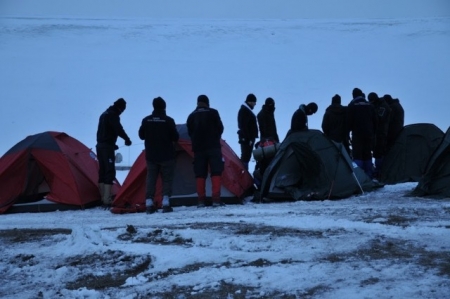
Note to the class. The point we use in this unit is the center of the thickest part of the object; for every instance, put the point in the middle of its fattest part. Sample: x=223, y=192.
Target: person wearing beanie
x=160, y=135
x=268, y=136
x=299, y=120
x=205, y=128
x=247, y=128
x=266, y=121
x=383, y=114
x=362, y=123
x=334, y=122
x=108, y=130
x=396, y=120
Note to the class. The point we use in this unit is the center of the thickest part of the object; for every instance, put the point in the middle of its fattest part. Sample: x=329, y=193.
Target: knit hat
x=203, y=99
x=336, y=99
x=388, y=98
x=269, y=102
x=250, y=98
x=159, y=103
x=120, y=104
x=372, y=97
x=311, y=108
x=357, y=92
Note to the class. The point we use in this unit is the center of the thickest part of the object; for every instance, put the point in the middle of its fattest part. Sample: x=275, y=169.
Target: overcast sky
x=227, y=9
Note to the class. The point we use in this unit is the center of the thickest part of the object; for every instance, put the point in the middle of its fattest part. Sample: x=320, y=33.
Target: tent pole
x=356, y=179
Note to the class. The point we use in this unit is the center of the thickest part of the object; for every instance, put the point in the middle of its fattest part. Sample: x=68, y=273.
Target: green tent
x=310, y=166
x=407, y=159
x=436, y=180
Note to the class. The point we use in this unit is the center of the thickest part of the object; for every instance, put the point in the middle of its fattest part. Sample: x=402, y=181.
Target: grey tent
x=309, y=165
x=436, y=180
x=407, y=159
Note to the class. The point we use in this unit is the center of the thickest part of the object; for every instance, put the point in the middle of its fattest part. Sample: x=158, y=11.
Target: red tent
x=236, y=181
x=51, y=165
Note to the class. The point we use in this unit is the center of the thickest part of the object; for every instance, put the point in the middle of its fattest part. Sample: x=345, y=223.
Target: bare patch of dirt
x=116, y=264
x=30, y=235
x=397, y=251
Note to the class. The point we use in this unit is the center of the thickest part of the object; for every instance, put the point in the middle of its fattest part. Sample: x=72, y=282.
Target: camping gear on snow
x=236, y=181
x=265, y=150
x=53, y=165
x=436, y=180
x=308, y=165
x=408, y=157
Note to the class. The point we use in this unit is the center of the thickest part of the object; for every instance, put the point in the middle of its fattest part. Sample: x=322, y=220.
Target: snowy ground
x=61, y=70
x=379, y=245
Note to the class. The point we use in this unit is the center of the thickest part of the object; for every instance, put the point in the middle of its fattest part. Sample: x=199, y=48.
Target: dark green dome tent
x=436, y=180
x=310, y=166
x=407, y=159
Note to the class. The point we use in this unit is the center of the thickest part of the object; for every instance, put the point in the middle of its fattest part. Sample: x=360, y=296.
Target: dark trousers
x=246, y=153
x=167, y=171
x=106, y=162
x=362, y=148
x=211, y=159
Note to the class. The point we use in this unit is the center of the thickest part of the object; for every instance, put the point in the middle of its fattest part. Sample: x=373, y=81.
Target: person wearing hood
x=383, y=113
x=362, y=124
x=266, y=122
x=109, y=129
x=397, y=119
x=334, y=122
x=247, y=129
x=160, y=135
x=299, y=121
x=205, y=129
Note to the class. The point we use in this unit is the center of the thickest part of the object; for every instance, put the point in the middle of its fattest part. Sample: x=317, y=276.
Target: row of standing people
x=371, y=123
x=370, y=126
x=160, y=135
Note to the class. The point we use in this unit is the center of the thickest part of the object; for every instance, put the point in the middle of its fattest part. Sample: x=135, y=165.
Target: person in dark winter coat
x=160, y=135
x=362, y=123
x=397, y=119
x=299, y=121
x=383, y=113
x=268, y=137
x=247, y=129
x=266, y=122
x=205, y=129
x=109, y=129
x=334, y=122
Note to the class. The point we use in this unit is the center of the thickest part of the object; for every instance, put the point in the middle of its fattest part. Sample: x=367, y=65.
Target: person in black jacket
x=160, y=134
x=334, y=122
x=299, y=121
x=383, y=113
x=266, y=122
x=396, y=121
x=362, y=123
x=109, y=128
x=205, y=129
x=247, y=129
◇ ◇ ◇ ◇ ◇
## Goal of the exercise
Rewrite the records from the start through the line that contains "x=397, y=251", changing "fattest" to "widest" and keeping everything else the same. Leave the pictures out of your answer.

## Exercise result
Note to the class. The point we use in this unit is the center of the thickest part of the object; for every instance, put the point in the middle of its widest part. Sample: x=223, y=192.
Target: person wearing beanie
x=160, y=135
x=268, y=136
x=299, y=120
x=205, y=128
x=247, y=128
x=266, y=121
x=383, y=114
x=362, y=123
x=334, y=122
x=108, y=130
x=396, y=120
Note to the class. The point we use in this unit is the center of the thickest part of the object; for every instance, put the point in the middle of its widest part. Sample: x=329, y=193.
Target: knit hat
x=203, y=99
x=336, y=99
x=388, y=98
x=269, y=102
x=250, y=98
x=159, y=103
x=120, y=104
x=372, y=97
x=311, y=108
x=357, y=92
Note to the class. The point we use in this unit is the center of the thickest part of the object; for every instance, put the point in the middle of its widest part. Sample: x=275, y=169.
Target: overcast sky
x=227, y=9
Note to the class. The point we use in this unit is the center of the thickest part of the object; for every instance, put the point in the middle of its widest part. Sample: x=320, y=33.
Target: tent pole
x=356, y=179
Note to the class. The point we use in this unit is the center of the thickest part of the object; for every instance, put the point in the middle of its widest part. Sample: x=68, y=273.
Target: green tent
x=310, y=166
x=407, y=159
x=436, y=180
Note to the class. The point we use in this unit is the center of the thickest part of the object; for every instance, put the point in the middle of its widest part. Sample: x=402, y=181.
Target: grey tent
x=309, y=165
x=436, y=180
x=407, y=159
Note to the class. The point we use in this unit is the center of the thickest part of the object; for every instance, put the point in the middle of its widest part. Sample: x=158, y=11.
Target: red tent
x=236, y=181
x=51, y=165
Note to the class. The point we use in this unit is the center of the thickest part of the object; for every instance, put the point in the middle of its widest part. Sample: x=345, y=223.
Target: bare patch of dirt
x=116, y=264
x=30, y=235
x=397, y=251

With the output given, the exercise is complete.